• [GIVEN TASK] Can you copy, word for word, the stretch of the records below from the line containing "Locate the white bird" through the final line of the records, including both?

--- DATA SUPPLIED ---

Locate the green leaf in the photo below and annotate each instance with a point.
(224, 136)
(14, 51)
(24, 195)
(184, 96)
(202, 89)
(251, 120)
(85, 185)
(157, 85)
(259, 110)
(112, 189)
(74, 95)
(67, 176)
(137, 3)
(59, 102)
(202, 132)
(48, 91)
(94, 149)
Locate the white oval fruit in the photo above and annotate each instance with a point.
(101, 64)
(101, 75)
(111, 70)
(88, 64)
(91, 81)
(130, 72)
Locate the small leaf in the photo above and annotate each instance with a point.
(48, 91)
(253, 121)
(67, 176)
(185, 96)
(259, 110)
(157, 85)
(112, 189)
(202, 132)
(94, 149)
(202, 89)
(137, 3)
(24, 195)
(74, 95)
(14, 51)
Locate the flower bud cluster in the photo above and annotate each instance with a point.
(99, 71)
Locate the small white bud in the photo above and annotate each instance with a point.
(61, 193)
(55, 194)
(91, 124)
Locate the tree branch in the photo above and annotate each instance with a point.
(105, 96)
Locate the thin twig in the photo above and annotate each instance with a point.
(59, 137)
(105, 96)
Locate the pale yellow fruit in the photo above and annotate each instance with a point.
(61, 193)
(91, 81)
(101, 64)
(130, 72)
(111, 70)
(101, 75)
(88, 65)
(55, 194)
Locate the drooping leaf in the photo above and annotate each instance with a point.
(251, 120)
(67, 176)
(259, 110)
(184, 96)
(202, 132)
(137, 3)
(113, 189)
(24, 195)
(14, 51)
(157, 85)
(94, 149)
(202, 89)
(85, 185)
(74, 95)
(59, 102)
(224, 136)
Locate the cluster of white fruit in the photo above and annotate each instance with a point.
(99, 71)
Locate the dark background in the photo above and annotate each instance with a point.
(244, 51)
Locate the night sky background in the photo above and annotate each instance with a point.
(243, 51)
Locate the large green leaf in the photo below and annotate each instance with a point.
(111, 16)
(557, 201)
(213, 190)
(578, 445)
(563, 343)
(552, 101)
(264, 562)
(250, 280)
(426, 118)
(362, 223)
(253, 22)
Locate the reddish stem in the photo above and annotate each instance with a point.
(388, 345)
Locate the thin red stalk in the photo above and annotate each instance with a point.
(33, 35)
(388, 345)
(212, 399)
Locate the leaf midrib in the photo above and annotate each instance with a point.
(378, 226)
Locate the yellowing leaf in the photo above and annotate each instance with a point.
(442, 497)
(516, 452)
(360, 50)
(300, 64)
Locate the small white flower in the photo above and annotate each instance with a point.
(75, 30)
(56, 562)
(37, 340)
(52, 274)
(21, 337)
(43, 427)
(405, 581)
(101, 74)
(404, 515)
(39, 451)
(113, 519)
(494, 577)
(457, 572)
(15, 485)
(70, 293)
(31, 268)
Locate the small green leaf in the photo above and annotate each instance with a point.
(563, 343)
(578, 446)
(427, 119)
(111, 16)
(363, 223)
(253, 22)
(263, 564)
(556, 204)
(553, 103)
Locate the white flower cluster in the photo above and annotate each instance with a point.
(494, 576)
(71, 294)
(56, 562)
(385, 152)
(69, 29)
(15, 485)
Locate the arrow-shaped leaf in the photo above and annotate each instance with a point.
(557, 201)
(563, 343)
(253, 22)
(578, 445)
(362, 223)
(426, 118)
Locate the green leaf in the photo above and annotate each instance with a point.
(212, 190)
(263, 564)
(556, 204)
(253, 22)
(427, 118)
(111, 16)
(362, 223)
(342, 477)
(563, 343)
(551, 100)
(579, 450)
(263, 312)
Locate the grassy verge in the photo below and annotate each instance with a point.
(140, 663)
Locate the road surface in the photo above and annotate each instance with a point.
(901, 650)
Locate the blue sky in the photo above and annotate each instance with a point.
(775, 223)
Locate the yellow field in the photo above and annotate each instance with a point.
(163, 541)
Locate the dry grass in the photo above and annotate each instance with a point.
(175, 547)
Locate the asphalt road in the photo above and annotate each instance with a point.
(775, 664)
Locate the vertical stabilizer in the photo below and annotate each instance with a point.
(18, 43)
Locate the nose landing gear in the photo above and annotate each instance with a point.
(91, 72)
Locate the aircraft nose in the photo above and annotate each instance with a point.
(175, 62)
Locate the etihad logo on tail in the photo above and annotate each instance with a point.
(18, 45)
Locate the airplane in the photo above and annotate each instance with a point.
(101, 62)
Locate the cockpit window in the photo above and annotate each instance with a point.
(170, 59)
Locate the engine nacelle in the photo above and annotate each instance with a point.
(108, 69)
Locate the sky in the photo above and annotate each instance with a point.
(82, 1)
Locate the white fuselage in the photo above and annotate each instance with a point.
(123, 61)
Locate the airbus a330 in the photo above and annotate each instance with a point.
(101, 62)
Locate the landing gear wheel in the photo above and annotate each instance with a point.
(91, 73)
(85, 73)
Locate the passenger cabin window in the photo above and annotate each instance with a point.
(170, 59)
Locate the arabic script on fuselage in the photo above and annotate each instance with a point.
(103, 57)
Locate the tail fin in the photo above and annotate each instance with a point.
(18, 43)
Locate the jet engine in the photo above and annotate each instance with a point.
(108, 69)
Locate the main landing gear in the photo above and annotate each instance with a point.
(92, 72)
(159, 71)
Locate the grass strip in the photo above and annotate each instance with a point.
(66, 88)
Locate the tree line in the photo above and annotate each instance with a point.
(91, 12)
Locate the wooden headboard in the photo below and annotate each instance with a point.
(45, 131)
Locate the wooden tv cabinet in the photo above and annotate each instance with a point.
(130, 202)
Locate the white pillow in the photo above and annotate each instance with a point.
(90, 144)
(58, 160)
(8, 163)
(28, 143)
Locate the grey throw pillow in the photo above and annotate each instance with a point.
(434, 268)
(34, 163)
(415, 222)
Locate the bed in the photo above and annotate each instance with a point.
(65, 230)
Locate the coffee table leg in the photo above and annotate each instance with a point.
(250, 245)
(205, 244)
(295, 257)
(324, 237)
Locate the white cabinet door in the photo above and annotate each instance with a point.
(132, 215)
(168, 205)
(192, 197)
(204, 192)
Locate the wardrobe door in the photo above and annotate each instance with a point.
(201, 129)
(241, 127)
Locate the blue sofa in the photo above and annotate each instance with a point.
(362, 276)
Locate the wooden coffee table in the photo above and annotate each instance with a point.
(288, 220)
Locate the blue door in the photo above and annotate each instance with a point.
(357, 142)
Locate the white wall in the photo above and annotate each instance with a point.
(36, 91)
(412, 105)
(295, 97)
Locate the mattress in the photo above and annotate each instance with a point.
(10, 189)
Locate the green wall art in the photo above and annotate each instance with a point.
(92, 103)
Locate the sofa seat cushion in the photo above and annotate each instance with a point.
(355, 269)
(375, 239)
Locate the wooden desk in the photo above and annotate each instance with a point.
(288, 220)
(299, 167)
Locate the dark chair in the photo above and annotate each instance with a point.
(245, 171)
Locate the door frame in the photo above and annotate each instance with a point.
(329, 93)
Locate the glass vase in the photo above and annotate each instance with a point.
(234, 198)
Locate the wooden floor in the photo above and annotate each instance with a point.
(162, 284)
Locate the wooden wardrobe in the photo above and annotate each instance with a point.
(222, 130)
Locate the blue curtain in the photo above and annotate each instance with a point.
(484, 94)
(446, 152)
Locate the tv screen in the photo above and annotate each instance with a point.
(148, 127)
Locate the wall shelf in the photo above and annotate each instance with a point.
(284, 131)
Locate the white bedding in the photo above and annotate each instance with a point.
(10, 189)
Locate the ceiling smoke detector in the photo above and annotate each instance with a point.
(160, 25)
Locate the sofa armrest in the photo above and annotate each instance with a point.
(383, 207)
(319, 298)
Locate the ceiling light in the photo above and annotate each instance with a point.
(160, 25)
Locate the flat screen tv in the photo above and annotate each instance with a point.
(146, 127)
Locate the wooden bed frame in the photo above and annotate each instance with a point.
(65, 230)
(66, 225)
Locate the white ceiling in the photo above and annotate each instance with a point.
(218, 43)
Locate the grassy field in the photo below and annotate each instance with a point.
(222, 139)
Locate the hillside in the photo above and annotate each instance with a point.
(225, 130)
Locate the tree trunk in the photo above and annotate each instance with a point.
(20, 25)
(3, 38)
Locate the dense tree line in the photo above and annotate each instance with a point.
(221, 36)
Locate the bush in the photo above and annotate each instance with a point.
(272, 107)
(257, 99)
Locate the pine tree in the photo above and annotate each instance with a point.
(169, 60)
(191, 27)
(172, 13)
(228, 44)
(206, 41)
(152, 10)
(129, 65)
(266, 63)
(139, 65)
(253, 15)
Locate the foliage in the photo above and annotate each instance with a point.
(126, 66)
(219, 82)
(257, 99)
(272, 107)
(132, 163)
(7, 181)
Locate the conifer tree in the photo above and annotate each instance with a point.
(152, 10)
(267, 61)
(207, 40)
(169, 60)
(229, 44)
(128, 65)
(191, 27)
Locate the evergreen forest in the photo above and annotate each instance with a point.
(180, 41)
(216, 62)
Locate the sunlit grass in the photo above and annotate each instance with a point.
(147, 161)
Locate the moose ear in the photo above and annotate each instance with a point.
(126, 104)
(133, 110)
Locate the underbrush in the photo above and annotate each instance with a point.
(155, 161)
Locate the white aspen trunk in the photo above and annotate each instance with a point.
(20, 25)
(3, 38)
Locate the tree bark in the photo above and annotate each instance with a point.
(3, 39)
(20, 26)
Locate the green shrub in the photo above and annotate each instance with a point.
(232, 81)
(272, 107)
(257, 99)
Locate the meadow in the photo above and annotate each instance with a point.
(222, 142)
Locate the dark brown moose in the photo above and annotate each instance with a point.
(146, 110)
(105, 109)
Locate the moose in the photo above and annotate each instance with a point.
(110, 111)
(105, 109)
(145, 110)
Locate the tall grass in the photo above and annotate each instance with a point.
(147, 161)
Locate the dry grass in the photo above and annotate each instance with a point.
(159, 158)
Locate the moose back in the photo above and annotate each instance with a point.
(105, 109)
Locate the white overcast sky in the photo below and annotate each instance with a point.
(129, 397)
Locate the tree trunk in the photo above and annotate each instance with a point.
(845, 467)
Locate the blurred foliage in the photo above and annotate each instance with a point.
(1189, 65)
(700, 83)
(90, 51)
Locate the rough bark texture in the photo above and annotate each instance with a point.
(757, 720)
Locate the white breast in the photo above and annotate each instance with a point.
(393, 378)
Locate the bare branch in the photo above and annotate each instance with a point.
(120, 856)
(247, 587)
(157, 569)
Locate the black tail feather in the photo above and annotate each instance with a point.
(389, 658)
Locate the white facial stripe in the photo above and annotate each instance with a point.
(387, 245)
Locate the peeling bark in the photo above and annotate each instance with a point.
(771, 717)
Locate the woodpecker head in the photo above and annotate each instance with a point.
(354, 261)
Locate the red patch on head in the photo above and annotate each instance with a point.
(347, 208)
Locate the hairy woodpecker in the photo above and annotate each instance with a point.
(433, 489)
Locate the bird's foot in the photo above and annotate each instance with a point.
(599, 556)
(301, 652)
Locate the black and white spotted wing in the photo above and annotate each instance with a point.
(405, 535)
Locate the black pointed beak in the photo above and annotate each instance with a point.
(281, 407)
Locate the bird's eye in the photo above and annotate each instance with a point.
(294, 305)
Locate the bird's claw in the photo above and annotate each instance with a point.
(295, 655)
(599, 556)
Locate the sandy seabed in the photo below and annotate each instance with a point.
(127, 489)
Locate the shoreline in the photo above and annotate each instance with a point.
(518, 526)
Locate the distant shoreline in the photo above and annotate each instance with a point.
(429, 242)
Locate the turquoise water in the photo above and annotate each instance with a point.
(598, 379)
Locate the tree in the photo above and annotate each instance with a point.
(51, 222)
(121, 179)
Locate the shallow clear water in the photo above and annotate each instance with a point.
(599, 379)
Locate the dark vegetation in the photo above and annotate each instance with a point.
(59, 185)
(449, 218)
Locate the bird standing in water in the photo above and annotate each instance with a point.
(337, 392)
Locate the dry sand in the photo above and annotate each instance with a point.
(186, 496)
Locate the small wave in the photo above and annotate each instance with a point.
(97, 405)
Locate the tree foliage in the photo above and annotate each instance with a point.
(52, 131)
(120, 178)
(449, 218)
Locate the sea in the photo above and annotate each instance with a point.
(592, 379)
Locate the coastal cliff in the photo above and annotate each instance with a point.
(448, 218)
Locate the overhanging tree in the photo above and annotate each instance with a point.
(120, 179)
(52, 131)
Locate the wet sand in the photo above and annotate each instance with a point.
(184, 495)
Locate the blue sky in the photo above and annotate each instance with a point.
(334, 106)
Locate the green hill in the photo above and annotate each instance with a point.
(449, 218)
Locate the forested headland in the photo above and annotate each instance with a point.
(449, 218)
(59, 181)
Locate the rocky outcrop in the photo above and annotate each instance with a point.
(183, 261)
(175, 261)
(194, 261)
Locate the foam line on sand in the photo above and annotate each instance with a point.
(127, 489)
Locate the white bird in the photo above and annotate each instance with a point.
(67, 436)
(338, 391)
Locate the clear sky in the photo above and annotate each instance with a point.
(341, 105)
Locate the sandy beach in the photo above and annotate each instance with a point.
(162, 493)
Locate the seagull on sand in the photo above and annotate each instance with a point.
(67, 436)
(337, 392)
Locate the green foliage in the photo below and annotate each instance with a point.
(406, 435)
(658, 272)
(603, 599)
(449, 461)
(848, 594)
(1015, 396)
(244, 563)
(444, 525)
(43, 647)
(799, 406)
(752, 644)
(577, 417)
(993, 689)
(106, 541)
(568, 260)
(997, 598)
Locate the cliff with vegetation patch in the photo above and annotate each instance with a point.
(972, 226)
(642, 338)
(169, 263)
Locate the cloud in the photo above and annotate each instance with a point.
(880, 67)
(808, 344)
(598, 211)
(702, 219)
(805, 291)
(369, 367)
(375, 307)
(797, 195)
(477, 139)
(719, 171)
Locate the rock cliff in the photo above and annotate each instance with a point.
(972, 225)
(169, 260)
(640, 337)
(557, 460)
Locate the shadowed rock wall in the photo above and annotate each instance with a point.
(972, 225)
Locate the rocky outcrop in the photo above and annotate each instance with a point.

---

• [WRITTEN RESPONSE]
Locate the white bird in the photo above and annotate each instance with a point.
(67, 436)
(338, 391)
Locate the clear sky in the photo above and annotate each instance with a point.
(341, 105)
Locate the sandy beach in the photo above and annotate each instance with a point.
(162, 493)
Locate the seagull on sand in the photo above and annotate each instance with a point.
(67, 436)
(337, 392)
Locate the green foliage in the photo below and annotate each instance with a point.
(406, 435)
(658, 272)
(603, 599)
(449, 461)
(848, 594)
(1015, 396)
(244, 563)
(444, 525)
(43, 647)
(799, 406)
(752, 644)
(577, 417)
(993, 689)
(106, 541)
(568, 260)
(997, 598)
Locate the cliff with vegetation patch in the photo above and annotate each instance with a point.
(972, 226)
(642, 338)
(169, 263)
Locate the cloud in the photo above and annotate each instance with a point.
(880, 67)
(808, 344)
(598, 211)
(702, 219)
(805, 291)
(369, 367)
(375, 307)
(797, 195)
(477, 139)
(719, 171)
Locate the rock cliff in the photo above and annotate each instance with a point.
(972, 225)
(169, 260)
(640, 337)
(557, 460)
Locate the shadowed rock wall in the photo above and annotate each instance with a point.
(972, 225)
Locate the rocky outcrop in the photo above and annotate each instance with a point.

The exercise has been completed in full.